**Input for this task:**
[Start of Attachment]

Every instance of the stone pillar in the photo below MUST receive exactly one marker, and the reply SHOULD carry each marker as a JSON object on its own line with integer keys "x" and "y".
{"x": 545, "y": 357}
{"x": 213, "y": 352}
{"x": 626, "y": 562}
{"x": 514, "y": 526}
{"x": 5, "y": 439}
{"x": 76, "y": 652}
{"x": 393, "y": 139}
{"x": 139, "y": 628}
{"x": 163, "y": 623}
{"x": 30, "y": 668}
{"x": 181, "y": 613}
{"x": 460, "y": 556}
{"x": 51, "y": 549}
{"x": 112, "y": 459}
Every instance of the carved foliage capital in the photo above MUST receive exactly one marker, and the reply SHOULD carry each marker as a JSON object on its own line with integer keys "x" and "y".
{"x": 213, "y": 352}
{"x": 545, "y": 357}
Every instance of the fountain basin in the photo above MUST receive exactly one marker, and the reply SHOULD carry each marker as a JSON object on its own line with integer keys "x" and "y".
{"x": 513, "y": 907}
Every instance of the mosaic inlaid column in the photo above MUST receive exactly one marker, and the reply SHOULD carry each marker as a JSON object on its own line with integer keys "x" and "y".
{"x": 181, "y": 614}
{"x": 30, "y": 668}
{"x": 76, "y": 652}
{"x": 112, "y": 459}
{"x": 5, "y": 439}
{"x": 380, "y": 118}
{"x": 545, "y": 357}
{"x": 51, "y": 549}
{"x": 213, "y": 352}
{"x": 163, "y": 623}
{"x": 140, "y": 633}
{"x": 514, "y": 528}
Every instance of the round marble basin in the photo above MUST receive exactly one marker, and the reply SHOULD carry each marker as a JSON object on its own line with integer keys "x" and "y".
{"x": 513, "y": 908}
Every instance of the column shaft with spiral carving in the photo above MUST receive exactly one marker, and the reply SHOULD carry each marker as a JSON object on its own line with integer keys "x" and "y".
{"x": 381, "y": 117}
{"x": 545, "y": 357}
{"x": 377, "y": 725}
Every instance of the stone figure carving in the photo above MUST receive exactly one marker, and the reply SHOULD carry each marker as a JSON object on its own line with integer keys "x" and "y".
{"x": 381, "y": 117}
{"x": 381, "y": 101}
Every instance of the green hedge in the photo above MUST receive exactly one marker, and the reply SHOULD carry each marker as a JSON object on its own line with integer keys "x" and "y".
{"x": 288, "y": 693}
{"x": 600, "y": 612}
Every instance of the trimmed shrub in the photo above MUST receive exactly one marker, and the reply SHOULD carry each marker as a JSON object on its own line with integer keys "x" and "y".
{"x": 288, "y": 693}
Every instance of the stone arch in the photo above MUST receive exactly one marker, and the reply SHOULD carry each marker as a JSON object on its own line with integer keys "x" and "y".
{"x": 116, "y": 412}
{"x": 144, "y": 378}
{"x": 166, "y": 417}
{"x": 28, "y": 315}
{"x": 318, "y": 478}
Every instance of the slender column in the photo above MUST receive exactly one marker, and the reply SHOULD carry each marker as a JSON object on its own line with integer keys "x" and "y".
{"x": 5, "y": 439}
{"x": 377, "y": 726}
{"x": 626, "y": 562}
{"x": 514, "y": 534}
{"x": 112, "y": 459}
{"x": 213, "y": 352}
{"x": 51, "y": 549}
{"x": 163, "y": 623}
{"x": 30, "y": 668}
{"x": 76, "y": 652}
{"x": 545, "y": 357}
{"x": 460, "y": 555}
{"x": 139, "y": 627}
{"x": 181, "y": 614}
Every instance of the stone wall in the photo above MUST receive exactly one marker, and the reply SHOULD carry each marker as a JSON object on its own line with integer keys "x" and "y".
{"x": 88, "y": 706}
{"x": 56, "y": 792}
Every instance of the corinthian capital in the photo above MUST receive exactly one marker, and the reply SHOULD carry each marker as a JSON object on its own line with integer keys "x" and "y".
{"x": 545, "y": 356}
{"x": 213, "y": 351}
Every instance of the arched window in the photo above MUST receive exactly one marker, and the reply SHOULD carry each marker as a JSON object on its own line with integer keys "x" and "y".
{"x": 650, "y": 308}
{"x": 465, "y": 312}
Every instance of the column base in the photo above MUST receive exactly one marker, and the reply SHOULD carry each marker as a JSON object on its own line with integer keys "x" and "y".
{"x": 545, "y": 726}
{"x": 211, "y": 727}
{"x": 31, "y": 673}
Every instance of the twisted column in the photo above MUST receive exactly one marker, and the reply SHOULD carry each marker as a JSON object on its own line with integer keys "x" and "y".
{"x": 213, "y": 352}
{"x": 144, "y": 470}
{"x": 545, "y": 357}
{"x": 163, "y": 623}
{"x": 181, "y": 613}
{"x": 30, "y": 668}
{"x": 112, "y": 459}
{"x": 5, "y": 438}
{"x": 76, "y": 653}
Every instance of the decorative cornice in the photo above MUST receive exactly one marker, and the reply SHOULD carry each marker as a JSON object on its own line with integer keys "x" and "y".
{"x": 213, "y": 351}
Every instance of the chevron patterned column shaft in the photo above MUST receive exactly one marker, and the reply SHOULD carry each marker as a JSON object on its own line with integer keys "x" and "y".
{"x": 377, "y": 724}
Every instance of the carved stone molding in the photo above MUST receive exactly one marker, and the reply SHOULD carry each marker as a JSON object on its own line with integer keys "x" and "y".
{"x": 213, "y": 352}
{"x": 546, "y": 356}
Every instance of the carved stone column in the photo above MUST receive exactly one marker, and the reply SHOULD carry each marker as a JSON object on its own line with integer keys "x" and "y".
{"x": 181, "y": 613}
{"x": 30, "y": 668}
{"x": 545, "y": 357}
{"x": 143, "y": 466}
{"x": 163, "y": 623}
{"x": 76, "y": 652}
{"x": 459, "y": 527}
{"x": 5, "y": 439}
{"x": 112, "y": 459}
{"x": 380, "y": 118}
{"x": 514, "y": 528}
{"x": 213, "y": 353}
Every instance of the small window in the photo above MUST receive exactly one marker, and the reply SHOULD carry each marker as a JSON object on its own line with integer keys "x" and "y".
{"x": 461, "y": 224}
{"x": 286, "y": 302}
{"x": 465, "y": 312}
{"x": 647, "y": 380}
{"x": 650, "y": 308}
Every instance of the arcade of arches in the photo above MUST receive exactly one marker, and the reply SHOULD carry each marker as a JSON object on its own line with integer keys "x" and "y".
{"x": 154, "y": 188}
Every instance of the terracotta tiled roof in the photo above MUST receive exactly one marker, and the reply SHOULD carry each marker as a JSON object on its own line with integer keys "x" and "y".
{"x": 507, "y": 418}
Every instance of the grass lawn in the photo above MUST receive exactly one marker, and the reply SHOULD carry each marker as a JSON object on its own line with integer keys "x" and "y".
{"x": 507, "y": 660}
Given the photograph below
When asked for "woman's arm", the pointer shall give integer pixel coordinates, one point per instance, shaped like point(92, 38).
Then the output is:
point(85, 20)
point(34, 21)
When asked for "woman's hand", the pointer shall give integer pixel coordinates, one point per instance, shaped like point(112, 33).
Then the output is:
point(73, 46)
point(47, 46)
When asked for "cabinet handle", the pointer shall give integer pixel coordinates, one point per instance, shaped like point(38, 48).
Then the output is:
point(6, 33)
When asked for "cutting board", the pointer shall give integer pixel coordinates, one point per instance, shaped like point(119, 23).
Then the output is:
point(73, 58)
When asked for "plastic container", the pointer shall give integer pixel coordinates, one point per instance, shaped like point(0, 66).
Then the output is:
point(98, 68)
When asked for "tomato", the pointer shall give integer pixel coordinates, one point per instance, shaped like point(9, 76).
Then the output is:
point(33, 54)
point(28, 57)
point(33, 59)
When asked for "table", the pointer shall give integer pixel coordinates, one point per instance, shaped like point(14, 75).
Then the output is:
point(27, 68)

[End of Attachment]

**Action item:** Search the data above and return each line in which "woman" occurs.

**Solution:**
When asked for "woman's arm", the pointer shall give integer pixel coordinates, one point per instance, shaped like point(92, 38).
When asked for "woman's hand", the pointer shall give integer pixel coordinates, one point per instance, shaped like point(112, 33).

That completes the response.